Objective
Copy out each line exactly as it appears.

-------- Data for processing

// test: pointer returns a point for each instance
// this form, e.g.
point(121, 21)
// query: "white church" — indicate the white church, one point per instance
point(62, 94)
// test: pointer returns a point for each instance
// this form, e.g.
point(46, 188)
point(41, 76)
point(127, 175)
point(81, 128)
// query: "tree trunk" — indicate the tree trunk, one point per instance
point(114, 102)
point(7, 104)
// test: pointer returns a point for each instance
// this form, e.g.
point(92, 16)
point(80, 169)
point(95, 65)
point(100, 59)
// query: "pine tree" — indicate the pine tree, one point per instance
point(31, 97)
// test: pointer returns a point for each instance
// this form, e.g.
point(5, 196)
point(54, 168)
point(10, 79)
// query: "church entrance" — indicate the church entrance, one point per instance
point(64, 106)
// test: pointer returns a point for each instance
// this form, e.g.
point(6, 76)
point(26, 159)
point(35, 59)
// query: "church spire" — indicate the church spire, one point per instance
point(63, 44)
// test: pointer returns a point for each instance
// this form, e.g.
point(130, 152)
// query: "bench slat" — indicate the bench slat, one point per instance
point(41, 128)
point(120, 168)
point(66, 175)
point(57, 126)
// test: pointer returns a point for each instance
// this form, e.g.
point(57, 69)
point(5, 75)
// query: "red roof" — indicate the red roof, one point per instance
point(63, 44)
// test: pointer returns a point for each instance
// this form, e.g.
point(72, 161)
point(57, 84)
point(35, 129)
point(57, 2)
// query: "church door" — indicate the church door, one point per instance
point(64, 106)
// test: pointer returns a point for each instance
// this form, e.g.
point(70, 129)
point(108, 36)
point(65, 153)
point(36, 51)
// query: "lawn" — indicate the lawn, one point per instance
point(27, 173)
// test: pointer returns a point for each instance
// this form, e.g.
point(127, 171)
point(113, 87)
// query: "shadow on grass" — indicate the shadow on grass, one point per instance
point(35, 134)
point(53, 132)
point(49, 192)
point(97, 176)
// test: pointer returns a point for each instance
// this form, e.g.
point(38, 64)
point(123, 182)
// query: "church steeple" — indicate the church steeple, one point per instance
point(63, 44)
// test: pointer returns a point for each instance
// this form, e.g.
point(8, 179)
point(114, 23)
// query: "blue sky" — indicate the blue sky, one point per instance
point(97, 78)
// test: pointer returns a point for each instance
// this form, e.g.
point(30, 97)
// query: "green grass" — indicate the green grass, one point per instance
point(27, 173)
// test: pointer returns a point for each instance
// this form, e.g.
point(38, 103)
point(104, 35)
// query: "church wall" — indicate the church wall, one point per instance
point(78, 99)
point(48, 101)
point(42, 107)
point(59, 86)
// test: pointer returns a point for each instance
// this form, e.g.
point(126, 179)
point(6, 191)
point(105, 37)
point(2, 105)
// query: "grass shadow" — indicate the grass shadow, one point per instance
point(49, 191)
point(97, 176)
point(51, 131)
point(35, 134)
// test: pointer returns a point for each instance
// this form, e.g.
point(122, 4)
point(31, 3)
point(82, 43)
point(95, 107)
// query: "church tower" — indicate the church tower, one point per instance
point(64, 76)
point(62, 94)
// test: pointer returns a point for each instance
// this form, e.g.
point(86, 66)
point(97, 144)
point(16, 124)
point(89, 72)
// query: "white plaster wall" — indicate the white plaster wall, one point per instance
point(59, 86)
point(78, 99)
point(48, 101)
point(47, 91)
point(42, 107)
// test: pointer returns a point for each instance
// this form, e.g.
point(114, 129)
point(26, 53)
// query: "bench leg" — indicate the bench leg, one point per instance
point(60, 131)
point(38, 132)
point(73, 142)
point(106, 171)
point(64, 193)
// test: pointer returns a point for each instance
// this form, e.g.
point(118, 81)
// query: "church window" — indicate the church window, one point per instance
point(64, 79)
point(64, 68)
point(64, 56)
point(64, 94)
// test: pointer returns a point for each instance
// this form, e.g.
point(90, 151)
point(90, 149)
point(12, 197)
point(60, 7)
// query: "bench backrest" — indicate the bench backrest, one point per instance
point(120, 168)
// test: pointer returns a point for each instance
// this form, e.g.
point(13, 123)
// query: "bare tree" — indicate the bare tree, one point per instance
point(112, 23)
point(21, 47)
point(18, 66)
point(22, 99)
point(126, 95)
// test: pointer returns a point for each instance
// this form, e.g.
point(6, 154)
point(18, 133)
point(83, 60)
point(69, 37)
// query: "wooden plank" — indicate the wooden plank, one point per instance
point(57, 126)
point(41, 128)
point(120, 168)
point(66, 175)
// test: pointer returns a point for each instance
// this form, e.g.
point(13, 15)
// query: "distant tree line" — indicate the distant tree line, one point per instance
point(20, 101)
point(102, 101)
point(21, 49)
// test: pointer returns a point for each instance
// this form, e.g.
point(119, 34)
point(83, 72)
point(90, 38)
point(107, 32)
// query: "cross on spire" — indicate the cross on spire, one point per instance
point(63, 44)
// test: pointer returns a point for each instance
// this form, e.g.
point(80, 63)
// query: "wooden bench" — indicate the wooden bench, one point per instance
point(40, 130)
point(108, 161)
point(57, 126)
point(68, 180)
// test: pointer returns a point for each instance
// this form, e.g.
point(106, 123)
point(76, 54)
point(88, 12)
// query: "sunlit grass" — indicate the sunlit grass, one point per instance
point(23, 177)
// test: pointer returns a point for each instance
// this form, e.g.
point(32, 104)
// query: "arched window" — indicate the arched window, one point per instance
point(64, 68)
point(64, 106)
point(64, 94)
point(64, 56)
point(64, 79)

----------------

Expected output
// test: pointer returns a point for each instance
// this form, e.g.
point(121, 21)
// query: "white church" — indicate the white church, one point per instance
point(62, 94)
// test: pointer returns a point for each instance
// this form, e.g.
point(46, 188)
point(41, 76)
point(127, 175)
point(81, 128)
// query: "tree trunk" — indicate the tree trunk, one point per instance
point(114, 102)
point(7, 104)
// test: pointer returns a point for each instance
// this form, e.g.
point(92, 16)
point(80, 169)
point(95, 65)
point(100, 59)
// query: "pine tree" — indicate the pine tree, one point per instance
point(31, 97)
// test: pointer returns a point for each instance
// this form, e.g.
point(5, 196)
point(54, 168)
point(10, 79)
// query: "church entrance" — indicate the church entrance, one point per instance
point(64, 106)
// test: pointer returns a point for each instance
// this form, e.g.
point(6, 76)
point(26, 159)
point(35, 59)
// query: "church spire" — indicate the church spire, one point per instance
point(63, 44)
// test: pointer returns a point for each instance
// this form, e.g.
point(130, 152)
// query: "bench slat" — indicate the bench slat, one point per instance
point(41, 128)
point(120, 168)
point(66, 175)
point(57, 126)
// test: pointer returns a point for each instance
// this form, e.g.
point(57, 69)
point(5, 75)
// query: "red roof" — indicate the red roof, one point per instance
point(63, 44)
// test: pointer returns a point for each instance
// this form, e.g.
point(72, 161)
point(57, 84)
point(35, 129)
point(57, 2)
// query: "church door" — indicate the church door, one point per instance
point(64, 106)
// test: pointer returns a point for each instance
// this form, e.g.
point(70, 129)
point(108, 36)
point(65, 153)
point(36, 51)
// query: "lawn" — indicate the lawn, one point per instance
point(27, 173)
// test: pointer returns a point for each instance
// this form, e.g.
point(127, 171)
point(113, 87)
// query: "shadow on grass" — indicate the shadow on grass, one point per instance
point(35, 134)
point(53, 132)
point(49, 192)
point(97, 176)
// test: pointer returns a point for each instance
// this form, e.g.
point(38, 64)
point(123, 182)
// query: "church steeple" — indicate the church steeple, one point per instance
point(63, 44)
// test: pointer returns a point for each instance
// this form, e.g.
point(8, 179)
point(114, 23)
// query: "blue sky" — indicate the blue sky, one point per instance
point(97, 78)
// test: pointer returns a point for each instance
// this form, e.g.
point(30, 97)
// query: "green grass" — indicate the green grass, one point per instance
point(27, 173)
// test: pointer returns a point for each instance
// this form, e.g.
point(38, 103)
point(104, 35)
// query: "church wall" — indicate the church wall, one point per instance
point(78, 99)
point(48, 101)
point(42, 107)
point(59, 86)
// test: pointer returns a point for each instance
// this form, e.g.
point(126, 179)
point(6, 191)
point(105, 37)
point(2, 105)
// query: "grass shadow" — indicate the grass shadow, one point per instance
point(49, 191)
point(97, 176)
point(51, 131)
point(35, 134)
// test: pointer returns a point for each instance
// this form, e.g.
point(122, 4)
point(31, 3)
point(82, 43)
point(95, 107)
// query: "church tower" — indicate the church tower, one point per instance
point(64, 76)
point(62, 94)
// test: pointer returns a point for each instance
// this form, e.g.
point(86, 66)
point(97, 144)
point(16, 124)
point(89, 72)
// query: "white plaster wall" — indicate the white plaster wall, one point per instance
point(59, 86)
point(78, 99)
point(48, 101)
point(47, 91)
point(42, 107)
// test: pointer returns a point for each instance
// this form, e.g.
point(114, 129)
point(26, 53)
// query: "bench leg" — indicate the bench leg, one point per instance
point(60, 131)
point(38, 132)
point(73, 142)
point(106, 171)
point(64, 193)
// test: pointer returns a point for each instance
// this form, e.g.
point(118, 81)
// query: "church window" — indicate the church window, one point per instance
point(64, 79)
point(64, 68)
point(64, 56)
point(64, 94)
// test: pointer returns a point for each instance
// this form, e.g.
point(90, 151)
point(90, 149)
point(12, 197)
point(60, 7)
// query: "bench backrest" — indicate the bench backrest, one point per instance
point(120, 168)
// test: pointer returns a point for each instance
// this form, e.g.
point(13, 123)
// query: "bare tree" — indicate the bare tree, one point per instance
point(112, 23)
point(21, 47)
point(18, 66)
point(22, 99)
point(126, 95)
// test: pointer returns a point for each instance
// this form, e.g.
point(6, 154)
point(18, 133)
point(83, 60)
point(69, 37)
// query: "wooden plank" — indicate the wooden plank, one point per instance
point(57, 126)
point(41, 128)
point(120, 168)
point(66, 175)
// test: pointer returns a point for each instance
// this form, e.g.
point(13, 15)
// query: "distant tree line" — indicate the distant tree line, one point per instance
point(20, 101)
point(102, 101)
point(21, 49)
// test: pointer returns a point for each instance
// this form, e.g.
point(119, 34)
point(83, 72)
point(90, 38)
point(107, 32)
// query: "cross on spire" — indicate the cross on spire, one point per instance
point(63, 44)
// test: pointer returns a point for each instance
// this form, e.g.
point(80, 63)
// query: "wooden bench" — indicate the wooden bench, one point per instance
point(40, 130)
point(108, 161)
point(57, 126)
point(68, 180)
// test: pointer returns a point for each instance
// this form, e.g.
point(106, 123)
point(76, 54)
point(88, 12)
// query: "sunlit grass" — indicate the sunlit grass, one point per instance
point(23, 177)
// test: pointer returns a point for each instance
// this form, e.g.
point(32, 104)
// query: "arched window" — indicate the arched window, one point per instance
point(64, 68)
point(64, 106)
point(64, 94)
point(64, 56)
point(64, 79)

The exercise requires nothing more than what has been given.